(Stored data entries)
*** Block opens ***
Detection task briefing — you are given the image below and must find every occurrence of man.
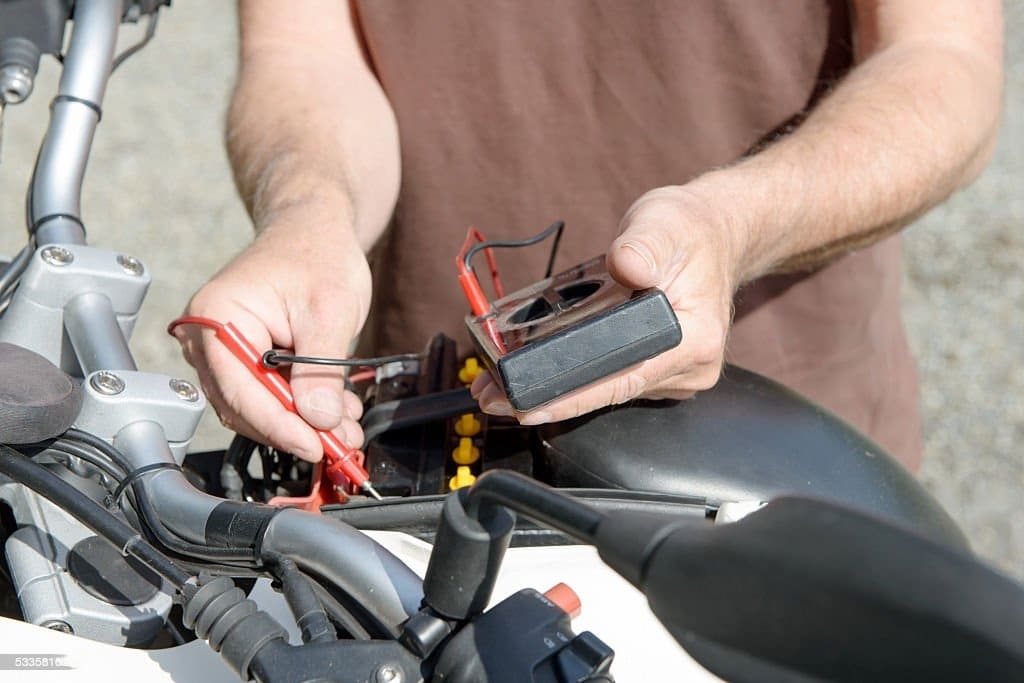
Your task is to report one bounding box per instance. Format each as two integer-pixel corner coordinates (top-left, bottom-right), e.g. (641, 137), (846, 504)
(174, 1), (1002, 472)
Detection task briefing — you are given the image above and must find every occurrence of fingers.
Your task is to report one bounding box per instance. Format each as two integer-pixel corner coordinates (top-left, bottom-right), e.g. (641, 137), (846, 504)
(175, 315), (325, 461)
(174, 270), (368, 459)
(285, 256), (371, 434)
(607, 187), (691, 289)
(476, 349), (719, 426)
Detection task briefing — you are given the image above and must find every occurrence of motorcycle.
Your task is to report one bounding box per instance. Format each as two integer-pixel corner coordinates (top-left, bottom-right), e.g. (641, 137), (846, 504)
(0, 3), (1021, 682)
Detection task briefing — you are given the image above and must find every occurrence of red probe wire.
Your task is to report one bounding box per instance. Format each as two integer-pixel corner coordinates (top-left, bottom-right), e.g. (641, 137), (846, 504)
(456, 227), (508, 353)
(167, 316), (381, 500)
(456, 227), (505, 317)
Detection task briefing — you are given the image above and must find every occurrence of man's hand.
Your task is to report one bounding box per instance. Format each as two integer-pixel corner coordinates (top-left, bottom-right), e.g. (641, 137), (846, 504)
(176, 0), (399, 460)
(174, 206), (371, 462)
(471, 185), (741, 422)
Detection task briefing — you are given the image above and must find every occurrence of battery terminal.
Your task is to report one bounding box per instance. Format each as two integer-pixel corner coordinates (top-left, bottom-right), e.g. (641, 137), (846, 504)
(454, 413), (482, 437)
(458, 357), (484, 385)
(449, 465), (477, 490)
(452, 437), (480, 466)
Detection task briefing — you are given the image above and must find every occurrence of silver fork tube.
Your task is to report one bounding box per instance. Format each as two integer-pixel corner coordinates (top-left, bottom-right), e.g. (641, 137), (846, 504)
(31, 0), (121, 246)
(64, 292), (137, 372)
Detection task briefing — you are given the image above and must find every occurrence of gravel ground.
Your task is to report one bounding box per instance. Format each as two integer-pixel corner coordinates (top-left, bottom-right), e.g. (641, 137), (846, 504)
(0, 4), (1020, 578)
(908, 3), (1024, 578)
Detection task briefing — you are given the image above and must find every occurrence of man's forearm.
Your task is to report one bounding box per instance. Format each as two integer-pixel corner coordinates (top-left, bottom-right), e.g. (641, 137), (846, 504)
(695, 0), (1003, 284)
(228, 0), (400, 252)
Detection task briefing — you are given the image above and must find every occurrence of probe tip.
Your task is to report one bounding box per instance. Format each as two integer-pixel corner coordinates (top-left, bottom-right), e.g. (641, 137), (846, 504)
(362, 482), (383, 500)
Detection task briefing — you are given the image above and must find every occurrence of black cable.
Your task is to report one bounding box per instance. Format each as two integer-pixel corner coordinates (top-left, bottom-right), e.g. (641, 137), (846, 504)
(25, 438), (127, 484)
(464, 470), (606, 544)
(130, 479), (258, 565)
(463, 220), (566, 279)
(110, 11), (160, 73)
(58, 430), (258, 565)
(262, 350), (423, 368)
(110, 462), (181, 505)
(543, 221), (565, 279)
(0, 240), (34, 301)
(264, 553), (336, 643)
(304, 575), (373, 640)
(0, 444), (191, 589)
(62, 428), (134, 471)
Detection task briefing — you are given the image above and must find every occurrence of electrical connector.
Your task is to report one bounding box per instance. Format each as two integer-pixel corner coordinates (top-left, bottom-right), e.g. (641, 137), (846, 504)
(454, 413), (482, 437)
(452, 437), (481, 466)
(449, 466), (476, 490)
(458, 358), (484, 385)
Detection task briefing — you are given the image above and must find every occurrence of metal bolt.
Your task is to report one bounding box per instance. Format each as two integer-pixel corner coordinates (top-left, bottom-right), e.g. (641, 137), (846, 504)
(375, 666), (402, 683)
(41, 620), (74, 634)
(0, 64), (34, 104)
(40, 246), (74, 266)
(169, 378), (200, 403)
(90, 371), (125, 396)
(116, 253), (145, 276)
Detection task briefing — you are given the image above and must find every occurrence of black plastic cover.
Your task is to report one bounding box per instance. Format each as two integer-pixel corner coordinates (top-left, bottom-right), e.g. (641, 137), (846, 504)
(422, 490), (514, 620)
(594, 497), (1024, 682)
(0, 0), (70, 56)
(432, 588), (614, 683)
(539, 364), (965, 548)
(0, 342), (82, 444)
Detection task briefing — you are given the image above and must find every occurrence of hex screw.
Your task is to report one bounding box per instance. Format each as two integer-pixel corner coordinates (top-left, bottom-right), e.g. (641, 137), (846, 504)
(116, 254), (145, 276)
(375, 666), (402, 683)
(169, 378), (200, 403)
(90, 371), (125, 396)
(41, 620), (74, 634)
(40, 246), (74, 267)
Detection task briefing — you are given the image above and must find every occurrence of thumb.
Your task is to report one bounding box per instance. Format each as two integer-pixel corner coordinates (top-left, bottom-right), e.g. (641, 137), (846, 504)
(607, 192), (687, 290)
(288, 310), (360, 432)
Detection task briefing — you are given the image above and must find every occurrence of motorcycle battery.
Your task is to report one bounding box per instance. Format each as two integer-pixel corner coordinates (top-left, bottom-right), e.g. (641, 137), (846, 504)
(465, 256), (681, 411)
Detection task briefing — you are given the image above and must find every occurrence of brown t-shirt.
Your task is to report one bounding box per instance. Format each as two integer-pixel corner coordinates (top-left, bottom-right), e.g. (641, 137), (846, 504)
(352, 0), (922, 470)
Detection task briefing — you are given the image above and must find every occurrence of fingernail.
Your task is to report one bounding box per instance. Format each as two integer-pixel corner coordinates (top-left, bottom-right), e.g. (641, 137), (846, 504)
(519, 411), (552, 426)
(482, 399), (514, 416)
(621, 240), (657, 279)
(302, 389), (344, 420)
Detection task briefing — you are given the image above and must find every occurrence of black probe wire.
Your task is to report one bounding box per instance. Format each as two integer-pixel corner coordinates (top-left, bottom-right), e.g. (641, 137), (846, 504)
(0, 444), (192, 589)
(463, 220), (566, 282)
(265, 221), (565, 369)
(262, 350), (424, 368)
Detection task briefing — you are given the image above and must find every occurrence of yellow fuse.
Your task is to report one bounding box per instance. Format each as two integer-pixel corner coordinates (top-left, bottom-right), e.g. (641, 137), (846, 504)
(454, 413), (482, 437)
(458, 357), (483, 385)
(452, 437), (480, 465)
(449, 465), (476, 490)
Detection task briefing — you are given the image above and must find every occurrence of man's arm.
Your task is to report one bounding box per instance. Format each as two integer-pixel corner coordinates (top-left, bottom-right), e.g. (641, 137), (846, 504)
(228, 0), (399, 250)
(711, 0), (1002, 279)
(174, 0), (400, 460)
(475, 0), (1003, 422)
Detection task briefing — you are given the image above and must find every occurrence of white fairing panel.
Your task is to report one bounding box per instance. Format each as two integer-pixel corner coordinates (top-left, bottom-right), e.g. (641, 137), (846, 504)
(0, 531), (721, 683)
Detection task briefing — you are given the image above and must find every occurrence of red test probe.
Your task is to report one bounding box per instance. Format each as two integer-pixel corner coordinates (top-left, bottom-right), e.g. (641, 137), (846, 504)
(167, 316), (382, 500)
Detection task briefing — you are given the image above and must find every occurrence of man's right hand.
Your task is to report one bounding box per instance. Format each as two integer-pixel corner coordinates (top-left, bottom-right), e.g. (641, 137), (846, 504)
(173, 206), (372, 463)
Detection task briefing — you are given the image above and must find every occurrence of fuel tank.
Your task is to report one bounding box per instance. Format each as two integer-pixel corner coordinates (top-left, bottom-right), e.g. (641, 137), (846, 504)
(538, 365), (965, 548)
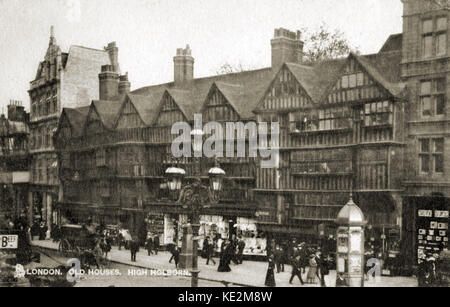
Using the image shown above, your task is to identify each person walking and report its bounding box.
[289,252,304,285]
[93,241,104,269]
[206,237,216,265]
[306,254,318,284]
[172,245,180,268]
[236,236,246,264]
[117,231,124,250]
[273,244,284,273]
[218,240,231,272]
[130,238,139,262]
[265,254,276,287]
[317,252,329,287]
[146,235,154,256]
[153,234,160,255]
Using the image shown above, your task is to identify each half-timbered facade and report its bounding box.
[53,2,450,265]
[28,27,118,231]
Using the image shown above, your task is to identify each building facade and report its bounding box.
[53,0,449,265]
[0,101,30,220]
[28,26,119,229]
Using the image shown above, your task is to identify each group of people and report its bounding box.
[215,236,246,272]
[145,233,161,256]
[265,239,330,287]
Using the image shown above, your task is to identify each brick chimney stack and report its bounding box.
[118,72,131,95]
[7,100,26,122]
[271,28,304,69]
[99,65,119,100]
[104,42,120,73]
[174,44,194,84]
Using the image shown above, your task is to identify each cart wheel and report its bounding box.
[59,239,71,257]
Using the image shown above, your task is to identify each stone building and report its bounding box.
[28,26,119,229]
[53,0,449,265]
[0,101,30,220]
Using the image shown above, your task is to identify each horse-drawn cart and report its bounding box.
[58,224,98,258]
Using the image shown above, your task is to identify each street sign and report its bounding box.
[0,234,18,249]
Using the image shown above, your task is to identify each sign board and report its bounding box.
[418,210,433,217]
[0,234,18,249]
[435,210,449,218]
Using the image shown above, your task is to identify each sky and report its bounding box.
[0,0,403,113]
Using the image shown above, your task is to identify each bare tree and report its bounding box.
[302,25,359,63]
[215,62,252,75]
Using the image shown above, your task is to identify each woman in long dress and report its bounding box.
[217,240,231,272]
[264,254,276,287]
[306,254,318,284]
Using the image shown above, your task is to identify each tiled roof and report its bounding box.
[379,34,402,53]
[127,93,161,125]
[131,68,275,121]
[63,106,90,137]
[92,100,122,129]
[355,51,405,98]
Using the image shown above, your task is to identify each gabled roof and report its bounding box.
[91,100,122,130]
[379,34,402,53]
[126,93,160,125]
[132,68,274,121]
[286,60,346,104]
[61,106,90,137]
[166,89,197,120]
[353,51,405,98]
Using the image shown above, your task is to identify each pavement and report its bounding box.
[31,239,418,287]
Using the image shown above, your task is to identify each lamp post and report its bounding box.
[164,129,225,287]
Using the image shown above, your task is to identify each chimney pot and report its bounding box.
*** Block closes ***
**Exercise prompt:**
Each line above that contains the string "motorcycle" should be identified and copied.

**Completed exercise:**
Detection task briefing — you are given the image above and must find every occurrence of motorcycle.
Detection task briefing — you are given the image above and must find every occurrence of motorcycle battery.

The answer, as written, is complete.